**EXERCISE OBJECTIVE:**
Answer these from the text about Thrift's chapter:
1. Whom does Thrift draw on when he proposes viewing the flows between bodies and spaces?
2. What page number is given for the quotation from Thrift?
3. At what point does the writer say Thrift's argument began to fall flat?

──────── EXTRACT ────────

Given Thrift’s attempt to link
biology and affect (which I think he did successfully, for the most part), I
found the concept of affective contagion to be perhaps the most interesting
component of his chapter. Taking from Tarde, Thrift proposes viewing the flows
between bodies and spaces that (re)create affect. He extends this idea further,
though, by noting that what travels between bodies can often be dangerous or
diseased – thus the idea of “contagion.”
It is a resistance to contagion
that makes bodies so susceptible to the affective cycles of imitation and
suggestion that have come to define politics. As Thrift writes, “reluctance…has
a wider political significance since it is these points of unconscious
volition…which are so often crucial in influencing the course of politics”
(242). Thus, biological predisposition to disease has become transformed into
political susceptibility, all through the workings of affect.
Thrift’s argument began to fall
flat when he actually talked about politics, because he did not really seem to
engage with this idea of affective contagion as much as I wish he might have.

──────── GIVEN INFORMATION ────────

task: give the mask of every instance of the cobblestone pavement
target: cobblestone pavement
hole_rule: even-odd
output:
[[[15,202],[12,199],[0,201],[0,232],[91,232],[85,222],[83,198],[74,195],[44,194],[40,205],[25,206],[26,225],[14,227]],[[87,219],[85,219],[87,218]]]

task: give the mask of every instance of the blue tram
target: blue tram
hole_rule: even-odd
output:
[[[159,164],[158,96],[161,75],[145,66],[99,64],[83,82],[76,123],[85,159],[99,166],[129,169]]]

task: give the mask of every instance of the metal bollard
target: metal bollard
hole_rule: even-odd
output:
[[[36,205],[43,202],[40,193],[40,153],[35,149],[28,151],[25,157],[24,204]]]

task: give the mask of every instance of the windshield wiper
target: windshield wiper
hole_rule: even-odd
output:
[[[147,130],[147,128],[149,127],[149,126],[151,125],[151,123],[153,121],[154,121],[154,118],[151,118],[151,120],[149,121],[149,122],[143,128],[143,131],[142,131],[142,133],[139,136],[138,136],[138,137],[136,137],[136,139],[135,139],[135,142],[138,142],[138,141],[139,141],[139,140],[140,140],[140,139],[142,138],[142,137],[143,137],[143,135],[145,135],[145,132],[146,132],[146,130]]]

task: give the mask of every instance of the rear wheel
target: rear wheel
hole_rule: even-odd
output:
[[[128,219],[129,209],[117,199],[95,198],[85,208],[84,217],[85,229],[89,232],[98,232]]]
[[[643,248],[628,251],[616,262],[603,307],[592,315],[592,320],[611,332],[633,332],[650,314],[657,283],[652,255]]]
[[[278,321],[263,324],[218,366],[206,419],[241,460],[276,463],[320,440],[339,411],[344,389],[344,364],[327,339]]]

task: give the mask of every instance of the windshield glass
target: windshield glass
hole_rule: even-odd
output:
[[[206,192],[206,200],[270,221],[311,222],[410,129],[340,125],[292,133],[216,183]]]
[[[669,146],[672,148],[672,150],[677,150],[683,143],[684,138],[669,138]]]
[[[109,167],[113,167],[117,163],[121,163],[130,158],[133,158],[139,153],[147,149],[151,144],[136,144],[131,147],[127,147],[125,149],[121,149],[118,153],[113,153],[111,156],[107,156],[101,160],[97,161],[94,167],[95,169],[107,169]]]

────────

**ANSWER SECTION:**
1. Tarde.
2. 242.
3. When he actually talked about politics.